Ziel:
Gib die Einträge ab der Zeile mit „Where can the wooden counter“ bis einschließlich der Zeile mit „Where can the shirt“ Wort für Wort wieder.

Vorliegende Daten:
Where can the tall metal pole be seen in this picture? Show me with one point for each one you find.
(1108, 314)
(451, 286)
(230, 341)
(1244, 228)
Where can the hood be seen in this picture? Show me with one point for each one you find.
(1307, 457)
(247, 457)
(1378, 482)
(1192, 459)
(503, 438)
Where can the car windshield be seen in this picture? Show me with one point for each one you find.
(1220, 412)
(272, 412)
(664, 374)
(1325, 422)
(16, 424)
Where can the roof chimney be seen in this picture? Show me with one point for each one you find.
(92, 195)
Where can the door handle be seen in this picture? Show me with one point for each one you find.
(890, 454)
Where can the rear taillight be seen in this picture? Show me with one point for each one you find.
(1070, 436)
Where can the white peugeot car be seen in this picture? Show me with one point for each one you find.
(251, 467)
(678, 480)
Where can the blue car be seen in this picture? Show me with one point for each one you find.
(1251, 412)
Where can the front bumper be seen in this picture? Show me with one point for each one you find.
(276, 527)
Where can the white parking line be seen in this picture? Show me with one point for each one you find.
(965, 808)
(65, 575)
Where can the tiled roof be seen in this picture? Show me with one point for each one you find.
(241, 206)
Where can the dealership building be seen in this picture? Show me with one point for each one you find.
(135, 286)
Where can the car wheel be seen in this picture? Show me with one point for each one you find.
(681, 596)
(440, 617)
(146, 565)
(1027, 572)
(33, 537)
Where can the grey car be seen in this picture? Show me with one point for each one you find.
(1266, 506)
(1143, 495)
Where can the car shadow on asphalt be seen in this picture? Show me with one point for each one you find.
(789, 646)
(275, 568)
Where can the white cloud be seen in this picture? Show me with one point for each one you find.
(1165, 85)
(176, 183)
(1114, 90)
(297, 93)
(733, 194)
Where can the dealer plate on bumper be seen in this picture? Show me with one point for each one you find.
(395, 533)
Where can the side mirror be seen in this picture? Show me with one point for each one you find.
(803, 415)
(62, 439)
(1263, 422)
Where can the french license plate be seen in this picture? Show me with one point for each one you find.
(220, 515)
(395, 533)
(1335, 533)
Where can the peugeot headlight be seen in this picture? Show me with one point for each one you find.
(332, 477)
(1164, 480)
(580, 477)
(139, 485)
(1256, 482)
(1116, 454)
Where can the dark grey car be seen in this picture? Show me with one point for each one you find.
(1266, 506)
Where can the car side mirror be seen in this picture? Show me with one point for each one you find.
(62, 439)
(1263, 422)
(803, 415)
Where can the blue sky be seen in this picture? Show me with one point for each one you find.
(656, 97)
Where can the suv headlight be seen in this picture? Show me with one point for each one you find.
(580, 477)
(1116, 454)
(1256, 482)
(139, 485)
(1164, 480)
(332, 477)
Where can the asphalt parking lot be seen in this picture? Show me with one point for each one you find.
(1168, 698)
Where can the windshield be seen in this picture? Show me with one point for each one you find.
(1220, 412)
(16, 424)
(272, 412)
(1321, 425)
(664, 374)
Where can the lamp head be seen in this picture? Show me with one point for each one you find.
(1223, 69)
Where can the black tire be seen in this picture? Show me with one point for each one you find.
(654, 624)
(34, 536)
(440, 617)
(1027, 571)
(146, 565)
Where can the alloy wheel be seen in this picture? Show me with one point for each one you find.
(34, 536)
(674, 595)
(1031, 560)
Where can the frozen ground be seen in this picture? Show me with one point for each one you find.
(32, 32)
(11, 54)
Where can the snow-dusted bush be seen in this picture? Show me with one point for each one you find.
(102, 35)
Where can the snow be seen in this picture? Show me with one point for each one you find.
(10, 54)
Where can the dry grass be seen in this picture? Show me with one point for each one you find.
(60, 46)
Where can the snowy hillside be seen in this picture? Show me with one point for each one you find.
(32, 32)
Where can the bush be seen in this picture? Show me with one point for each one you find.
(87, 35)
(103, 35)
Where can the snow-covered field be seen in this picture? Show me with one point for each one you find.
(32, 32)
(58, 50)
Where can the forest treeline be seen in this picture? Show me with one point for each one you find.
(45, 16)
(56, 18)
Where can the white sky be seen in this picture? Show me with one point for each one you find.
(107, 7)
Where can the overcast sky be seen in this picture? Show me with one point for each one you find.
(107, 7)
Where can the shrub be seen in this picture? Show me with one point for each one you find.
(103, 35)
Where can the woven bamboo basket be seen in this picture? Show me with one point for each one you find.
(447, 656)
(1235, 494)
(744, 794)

...

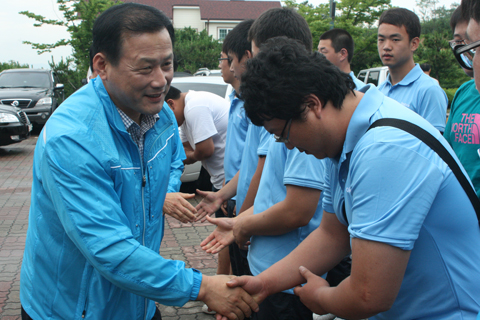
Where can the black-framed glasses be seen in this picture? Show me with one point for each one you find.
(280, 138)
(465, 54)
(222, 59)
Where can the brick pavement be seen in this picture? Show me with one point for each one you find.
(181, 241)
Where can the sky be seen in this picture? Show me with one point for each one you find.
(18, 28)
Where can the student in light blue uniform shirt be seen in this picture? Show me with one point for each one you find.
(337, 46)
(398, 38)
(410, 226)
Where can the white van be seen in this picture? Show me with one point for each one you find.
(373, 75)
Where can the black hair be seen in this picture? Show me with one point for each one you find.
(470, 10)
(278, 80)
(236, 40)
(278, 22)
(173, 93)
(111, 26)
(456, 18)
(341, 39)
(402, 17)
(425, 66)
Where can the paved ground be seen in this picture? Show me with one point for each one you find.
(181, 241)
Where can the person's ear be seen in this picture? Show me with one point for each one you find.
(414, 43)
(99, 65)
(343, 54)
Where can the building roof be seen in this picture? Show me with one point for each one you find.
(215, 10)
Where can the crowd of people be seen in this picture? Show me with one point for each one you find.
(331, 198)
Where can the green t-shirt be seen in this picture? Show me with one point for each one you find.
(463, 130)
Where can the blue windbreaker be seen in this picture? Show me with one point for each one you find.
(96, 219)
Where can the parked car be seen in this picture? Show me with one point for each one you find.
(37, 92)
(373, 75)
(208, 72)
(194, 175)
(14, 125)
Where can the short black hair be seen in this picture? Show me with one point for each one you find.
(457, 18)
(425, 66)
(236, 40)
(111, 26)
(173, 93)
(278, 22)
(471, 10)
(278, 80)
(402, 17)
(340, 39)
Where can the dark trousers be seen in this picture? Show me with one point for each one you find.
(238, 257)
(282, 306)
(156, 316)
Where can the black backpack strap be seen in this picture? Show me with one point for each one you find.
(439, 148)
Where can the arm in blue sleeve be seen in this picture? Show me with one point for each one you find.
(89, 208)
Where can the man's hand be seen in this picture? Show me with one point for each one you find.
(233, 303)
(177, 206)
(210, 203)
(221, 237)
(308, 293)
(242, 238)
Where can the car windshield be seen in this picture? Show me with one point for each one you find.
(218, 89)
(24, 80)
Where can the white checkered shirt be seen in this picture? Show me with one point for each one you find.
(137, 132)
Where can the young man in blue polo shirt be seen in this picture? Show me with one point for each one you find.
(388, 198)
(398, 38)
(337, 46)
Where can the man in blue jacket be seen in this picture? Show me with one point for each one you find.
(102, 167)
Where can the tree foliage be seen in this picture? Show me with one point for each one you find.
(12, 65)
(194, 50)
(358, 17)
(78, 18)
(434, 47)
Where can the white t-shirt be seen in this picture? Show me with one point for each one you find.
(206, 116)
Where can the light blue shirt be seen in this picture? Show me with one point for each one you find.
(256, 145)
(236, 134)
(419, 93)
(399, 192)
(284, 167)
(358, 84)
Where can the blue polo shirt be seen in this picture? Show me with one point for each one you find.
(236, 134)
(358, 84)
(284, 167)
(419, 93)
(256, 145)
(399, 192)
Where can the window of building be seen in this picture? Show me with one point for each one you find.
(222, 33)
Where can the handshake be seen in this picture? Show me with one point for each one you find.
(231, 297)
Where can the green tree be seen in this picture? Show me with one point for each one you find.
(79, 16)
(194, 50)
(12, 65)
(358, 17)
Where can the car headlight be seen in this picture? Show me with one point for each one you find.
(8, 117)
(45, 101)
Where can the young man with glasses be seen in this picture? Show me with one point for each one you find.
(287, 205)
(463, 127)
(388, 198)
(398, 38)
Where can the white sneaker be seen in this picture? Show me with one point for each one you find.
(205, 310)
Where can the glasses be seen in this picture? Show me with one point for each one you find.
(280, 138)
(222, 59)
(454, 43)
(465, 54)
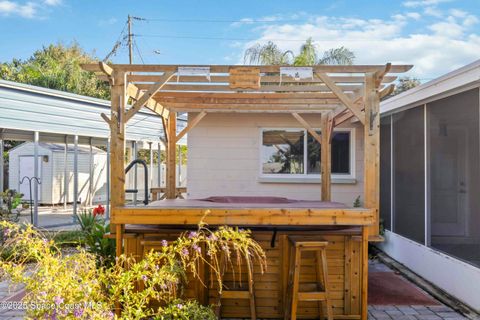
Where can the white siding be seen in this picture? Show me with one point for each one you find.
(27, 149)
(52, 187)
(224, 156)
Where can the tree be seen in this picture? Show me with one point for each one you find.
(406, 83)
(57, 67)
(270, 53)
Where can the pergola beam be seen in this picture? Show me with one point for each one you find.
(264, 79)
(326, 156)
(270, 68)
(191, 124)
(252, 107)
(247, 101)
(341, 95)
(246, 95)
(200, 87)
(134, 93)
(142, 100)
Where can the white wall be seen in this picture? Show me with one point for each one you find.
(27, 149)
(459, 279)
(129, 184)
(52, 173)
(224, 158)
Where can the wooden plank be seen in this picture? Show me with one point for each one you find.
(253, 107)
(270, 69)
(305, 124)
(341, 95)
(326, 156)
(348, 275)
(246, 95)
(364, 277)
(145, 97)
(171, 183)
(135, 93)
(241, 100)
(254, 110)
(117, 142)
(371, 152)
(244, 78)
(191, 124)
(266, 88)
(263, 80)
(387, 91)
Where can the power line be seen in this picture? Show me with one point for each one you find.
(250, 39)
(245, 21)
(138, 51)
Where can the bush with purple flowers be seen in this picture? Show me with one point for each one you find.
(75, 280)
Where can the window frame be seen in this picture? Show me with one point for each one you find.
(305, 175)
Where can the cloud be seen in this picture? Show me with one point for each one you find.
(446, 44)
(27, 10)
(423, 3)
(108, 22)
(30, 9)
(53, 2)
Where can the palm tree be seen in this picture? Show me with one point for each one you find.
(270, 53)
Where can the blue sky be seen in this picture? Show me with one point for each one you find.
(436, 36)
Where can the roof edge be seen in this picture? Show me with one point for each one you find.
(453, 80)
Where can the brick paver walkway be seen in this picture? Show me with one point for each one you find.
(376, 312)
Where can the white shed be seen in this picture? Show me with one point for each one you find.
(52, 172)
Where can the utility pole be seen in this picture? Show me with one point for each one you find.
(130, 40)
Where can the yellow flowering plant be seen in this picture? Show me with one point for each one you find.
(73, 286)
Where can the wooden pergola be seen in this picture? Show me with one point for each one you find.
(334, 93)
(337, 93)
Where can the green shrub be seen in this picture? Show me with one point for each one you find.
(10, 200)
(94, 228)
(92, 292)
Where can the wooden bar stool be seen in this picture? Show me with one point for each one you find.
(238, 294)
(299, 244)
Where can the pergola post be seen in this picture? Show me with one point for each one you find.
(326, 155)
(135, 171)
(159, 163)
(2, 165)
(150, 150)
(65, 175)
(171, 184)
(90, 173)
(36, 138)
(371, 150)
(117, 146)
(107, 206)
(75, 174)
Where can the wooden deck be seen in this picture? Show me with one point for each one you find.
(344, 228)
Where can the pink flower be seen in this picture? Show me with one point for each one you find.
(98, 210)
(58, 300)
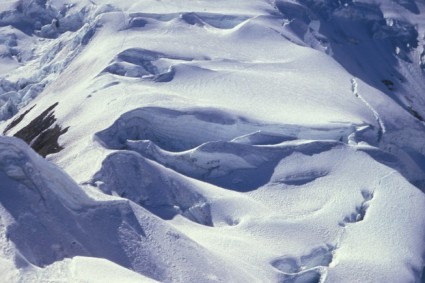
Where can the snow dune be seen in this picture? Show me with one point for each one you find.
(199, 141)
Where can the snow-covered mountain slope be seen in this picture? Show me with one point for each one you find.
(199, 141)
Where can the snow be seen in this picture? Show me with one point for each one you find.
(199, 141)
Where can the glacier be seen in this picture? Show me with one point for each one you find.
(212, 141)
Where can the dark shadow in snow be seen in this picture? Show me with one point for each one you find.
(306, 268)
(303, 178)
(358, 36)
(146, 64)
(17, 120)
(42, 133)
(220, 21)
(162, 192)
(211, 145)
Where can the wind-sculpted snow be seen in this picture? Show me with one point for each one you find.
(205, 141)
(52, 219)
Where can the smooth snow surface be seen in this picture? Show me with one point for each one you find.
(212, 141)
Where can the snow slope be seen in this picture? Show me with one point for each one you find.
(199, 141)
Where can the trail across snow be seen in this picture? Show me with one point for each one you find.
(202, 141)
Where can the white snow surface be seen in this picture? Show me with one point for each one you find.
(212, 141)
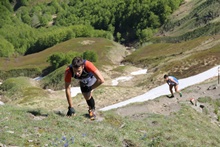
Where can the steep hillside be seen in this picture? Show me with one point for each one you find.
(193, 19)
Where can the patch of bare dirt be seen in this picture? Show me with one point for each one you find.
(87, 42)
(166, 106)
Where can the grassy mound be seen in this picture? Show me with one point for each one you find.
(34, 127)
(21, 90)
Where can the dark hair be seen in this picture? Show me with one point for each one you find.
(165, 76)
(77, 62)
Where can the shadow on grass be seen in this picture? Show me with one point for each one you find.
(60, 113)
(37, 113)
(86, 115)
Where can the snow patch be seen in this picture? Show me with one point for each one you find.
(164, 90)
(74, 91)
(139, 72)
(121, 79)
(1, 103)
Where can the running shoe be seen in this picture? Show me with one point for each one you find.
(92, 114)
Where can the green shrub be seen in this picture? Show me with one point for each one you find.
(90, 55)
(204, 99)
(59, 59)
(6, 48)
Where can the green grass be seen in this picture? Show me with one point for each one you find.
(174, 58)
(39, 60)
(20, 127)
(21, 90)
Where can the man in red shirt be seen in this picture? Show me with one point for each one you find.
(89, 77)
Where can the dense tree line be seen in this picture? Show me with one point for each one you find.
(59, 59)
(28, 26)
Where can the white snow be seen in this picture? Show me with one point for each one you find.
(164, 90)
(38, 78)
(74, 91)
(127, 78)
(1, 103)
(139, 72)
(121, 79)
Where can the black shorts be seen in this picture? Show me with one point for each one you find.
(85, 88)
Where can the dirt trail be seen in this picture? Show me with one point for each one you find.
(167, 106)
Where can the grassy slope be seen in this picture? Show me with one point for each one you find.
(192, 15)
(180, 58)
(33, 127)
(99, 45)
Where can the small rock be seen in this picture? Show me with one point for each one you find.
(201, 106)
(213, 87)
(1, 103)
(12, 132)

--

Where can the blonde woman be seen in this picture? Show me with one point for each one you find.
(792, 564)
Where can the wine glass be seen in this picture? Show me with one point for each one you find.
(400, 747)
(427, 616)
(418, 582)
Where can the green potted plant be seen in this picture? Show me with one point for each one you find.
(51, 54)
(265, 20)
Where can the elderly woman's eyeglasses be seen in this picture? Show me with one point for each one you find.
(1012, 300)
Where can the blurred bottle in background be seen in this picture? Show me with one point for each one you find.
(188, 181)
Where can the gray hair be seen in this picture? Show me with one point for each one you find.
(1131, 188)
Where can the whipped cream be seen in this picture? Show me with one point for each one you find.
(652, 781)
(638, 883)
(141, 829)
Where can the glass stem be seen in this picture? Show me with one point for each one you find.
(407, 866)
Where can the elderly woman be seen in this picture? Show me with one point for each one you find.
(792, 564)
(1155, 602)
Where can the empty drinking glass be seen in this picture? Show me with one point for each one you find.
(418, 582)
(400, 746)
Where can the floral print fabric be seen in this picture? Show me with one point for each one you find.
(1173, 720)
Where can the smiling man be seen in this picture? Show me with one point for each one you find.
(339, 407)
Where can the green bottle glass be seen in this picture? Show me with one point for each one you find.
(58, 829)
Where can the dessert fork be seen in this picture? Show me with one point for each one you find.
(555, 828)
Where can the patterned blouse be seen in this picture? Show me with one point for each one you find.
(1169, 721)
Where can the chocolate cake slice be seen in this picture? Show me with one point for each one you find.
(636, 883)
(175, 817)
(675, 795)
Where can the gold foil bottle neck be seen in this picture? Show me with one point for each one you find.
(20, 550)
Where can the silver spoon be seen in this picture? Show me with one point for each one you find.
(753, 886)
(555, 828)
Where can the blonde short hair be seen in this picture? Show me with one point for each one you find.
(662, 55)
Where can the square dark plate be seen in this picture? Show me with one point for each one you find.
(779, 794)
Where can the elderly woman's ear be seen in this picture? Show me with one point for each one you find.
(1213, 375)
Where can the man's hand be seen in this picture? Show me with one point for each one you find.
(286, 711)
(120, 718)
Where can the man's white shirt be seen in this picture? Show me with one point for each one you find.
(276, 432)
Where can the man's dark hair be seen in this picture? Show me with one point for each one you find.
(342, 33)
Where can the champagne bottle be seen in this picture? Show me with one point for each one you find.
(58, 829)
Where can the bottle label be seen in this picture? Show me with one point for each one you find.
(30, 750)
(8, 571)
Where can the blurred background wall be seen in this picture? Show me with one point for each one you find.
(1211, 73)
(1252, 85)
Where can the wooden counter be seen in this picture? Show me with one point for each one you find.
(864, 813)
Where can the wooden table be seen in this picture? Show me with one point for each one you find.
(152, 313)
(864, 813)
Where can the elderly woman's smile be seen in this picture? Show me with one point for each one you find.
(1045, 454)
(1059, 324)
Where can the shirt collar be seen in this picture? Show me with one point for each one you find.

Antwort:
Where can the wooden counter be seen in this picture? Show me with one point for each one you find.
(864, 813)
Where can the wooden table be seen in this picture? Show me with one point for each one you find.
(152, 313)
(864, 813)
Where can the elderly woman's smile be seen in this picture? Show me with one point for each one you find.
(1045, 454)
(1059, 324)
Where can the shirt collar be seen in this picture? Show me with one point for each one you find.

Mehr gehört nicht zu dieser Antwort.